GIVEN TASK 1
In the Unicode streams thread, for which C++ standard does Victor plan to propose charX_t overloads of std::format?
GIVEN TASK 2
Transcribe the Unicode streams thread, everything from "I think STATICALLY-WIDEN" down to "CharT, just Traits).".

PASSAGE
[SG16-Unicode] Unicode streams

Tom Honermann tom at honermann.net
Sun Oct 20 22:03:17 CEST 2019


On 10/19/19 12:53 PM, Victor Zverovich wrote:
> STATICALLY-WIDEN is not a hack, it's just a convenient pseudo-function 
> that simplifies and formalizes a bunch of wording originated from 
> p0355. In case of chrono it will work identically for Unicode and the 
> only reason we didn't mention charX_t is that neither std::format nor 
> iostreams support those. As Corentin wrote you could provide formatter 
> specializations including for Unicode types and once we have charX_t 
> overloads of std::format (I plan to propose these for C++23) it will 
> just pick up those specialization. In your case STATICALLY-WIDEN won't 
> help because you have different representation of units for different 
> character types.

I think STATICALLY-WIDEN will work for his use case as he intends to 
provide distinct partial specializations for char, wchar_t, and 
charN_t.  Basically, Mat needs a STATICALLY-WIDEN-UTF variant that takes 
a string literal of some kind (presumably UTF-8) and "widens" it to 
UTF-16 or UTF-32.  Note the char partial specialization below (that I 
think should not be parameterized on CharT, just Traits).

What isn't clear to me is how implementors will implement 
STATICALLY-WIDEN.  Victor, do you know what techniques implementors are 
expected to employ?

Tom.

>
> Cheers,
> Victor
>
> On Thu, Oct 17, 2019 at 12:21 PM Mateusz Pusz <mateusz.pusz at gmail.com 
> <mailto:mateusz.pusz at gmail.com>> wrote:
>
>     Hi everyone,
>
>     Right now I am in the process of designing and implementing a
>     Physical Units library that hopefully will be a start for having
>     such a feature in the C++ Standard Library. You can find more info
>     on the library here: https://github.com/mpusz/units.
>
>     Recently, I started to work on the text output of quantities.
>     Quantities consist of value and a unit symbol. The latter is a
>     perfect use case for Unicode. Consider:
>
>     10 us        vs  10 μs
>     2 kg*m/s^2   vs  2 kg⋅m/s²
>
>     Before C++20 we could get away with a hack by providing Unicode
>     characters to `char`-based types and streams, but with the
>     introduction of `char8_t` in C++20 it seems it will be a bigger
>     issue from now on. The library implementors will have to provide 2
>     separate implementations:
>     1. For `char`-based types (string_view, ostream) without Unicode signs
>     2. For Unicode char based types
>
>     However, there are a few issues here:
>     1. As of now, we do not have std::u8cout or even std::u8ostream.
>     So there is really no easy way to create and use a stream for
>     Unicode characters. So even if I implement
>
>     template<class CharT, class Traits>
>     friend std::basic_ostream<CharT, Traits>&
>     operator<<(std::basic_ostream<CharT, Traits>& os, const quantity& q)
>
>     correctly, we do not have an easy way to use it.

(Records of labeled points)
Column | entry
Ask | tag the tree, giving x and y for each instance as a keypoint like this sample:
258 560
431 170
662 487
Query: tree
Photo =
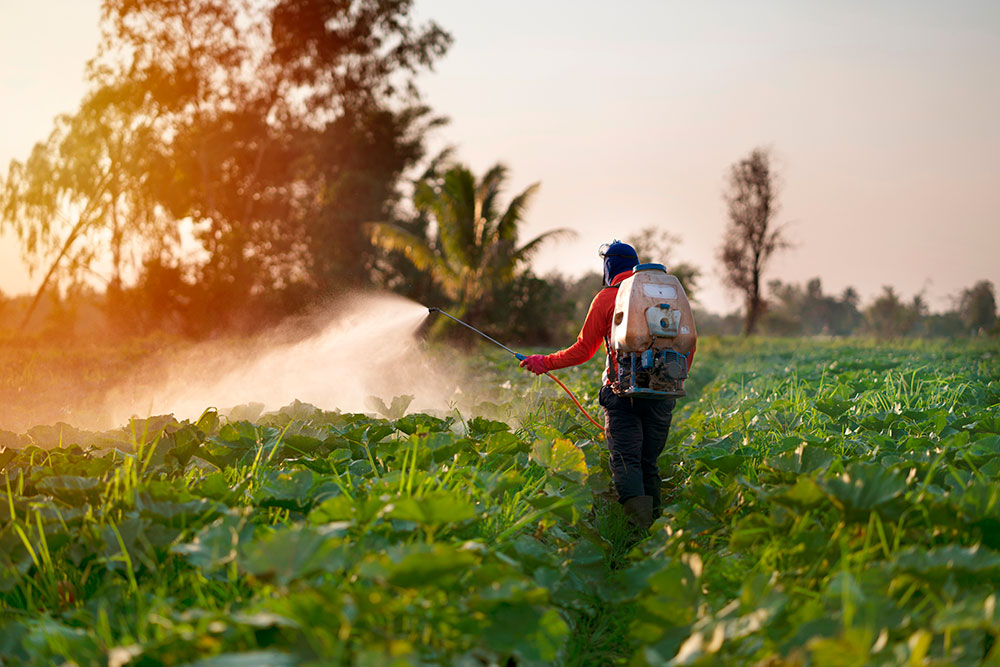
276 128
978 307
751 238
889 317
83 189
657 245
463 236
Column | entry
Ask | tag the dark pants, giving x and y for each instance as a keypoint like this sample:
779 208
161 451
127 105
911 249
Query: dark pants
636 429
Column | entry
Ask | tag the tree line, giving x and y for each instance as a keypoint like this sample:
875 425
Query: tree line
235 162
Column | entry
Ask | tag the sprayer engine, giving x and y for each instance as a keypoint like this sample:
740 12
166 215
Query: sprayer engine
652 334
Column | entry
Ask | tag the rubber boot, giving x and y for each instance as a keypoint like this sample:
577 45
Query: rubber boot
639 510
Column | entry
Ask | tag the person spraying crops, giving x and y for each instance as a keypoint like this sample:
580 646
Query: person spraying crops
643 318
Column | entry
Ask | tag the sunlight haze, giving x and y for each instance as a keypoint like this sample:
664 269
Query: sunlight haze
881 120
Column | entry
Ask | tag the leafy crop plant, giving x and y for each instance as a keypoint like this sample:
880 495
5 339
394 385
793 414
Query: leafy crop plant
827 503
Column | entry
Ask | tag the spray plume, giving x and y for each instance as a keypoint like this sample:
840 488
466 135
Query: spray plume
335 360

EXERCISE RESPONSE 1
C++23.

EXERCISE RESPONSE 2
I think STATICALLY-WIDEN will work for his use case as he intends to 
provide distinct partial specializations for char, wchar_t, and 
charN_t.  Basically, Mat needs a STATICALLY-WIDEN-UTF variant that takes 
a string literal of some kind (presumably UTF-8) and "widens" it to 
UTF-16 or UTF-32.  Note the char partial specialization below (that I 
think should not be parameterized on CharT, just Traits).